**SELECTION**
>>>

Discussion Search Result: devotion - released
Bible PCARR Notes MyPad Featured RealGod MyJournal

May4 @ @ rRandyP comments: mFaithOfJesus kjv@Mark:1:35-39 ALL MEN SEEK THEE - Peter leads a group of people in the pre-dawn outside Capernaum. Fame is spreading quickly and the opportunities of the new day are invigorating/intoxicating, perhaps keeping them awake; except for one thing, Jesus their miracle man is missing. There will be a great swell of people coming in from everywhere in the coming hours. People will want to be healed. People will want to be released from demons. People will want a political/religious uprising. People will want to witness miracles, but, will they want to believe in Jesus as the Son of Man? Sure all men would seek after Him, they seek after still today, what is it however that they seek of Him. Peter seeks after Jesus. What are his motives? Good I am sure but, pure? What is best? It is Peters' house that they are staying at, it is his hometown, he doesn't have to leave his wife or his front door step and the lost sheep are coming to him. I am not accusing him nor trying to read his mind, just saying He is new at this fame and miracle thing and the excitement may cloud his judgment/expectations. And the anonymous others with him, are they following Jesus or Peter? Where do they finally find Him? Where Peter's mind is racing with the many opportunities Jesus' mind is settling in worship and supplication to the Father. The settled mind seeks God's holiness, His omniscience, His righteousness, His communion, and from that reverent position receives a peaceful confident heart and direction. The faith of our Lord is not in all the opportunities to use His powers that the others might see it is in the need to maintain those powers and opportunities under will of the Father where all such blessings come. Power makes for itself plenty of opportunities, the focus of prayer makes so that the right opportunity come to light.

<<<

**COLLECTED MATERIAL**
>>>

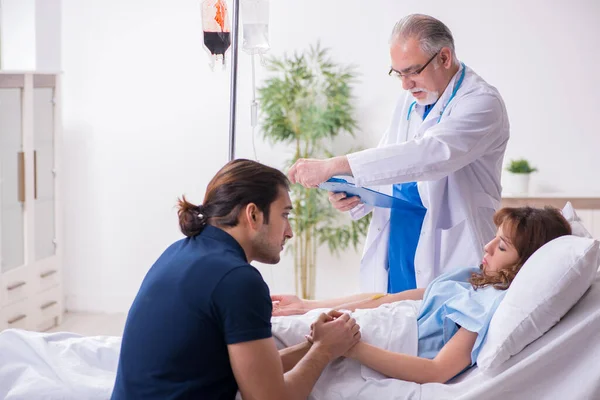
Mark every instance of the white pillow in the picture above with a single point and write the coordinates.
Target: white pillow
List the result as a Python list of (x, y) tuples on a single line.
[(576, 224), (552, 280)]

<<<

**THE REQUEST**
List everything that the comment on Mark 1:35-39 says the settled mind seeks. Rely only on the comment on Mark 1:35-39 above.

**COMPLETED TASK**
God's holiness, His omniscience, His righteousness, His communion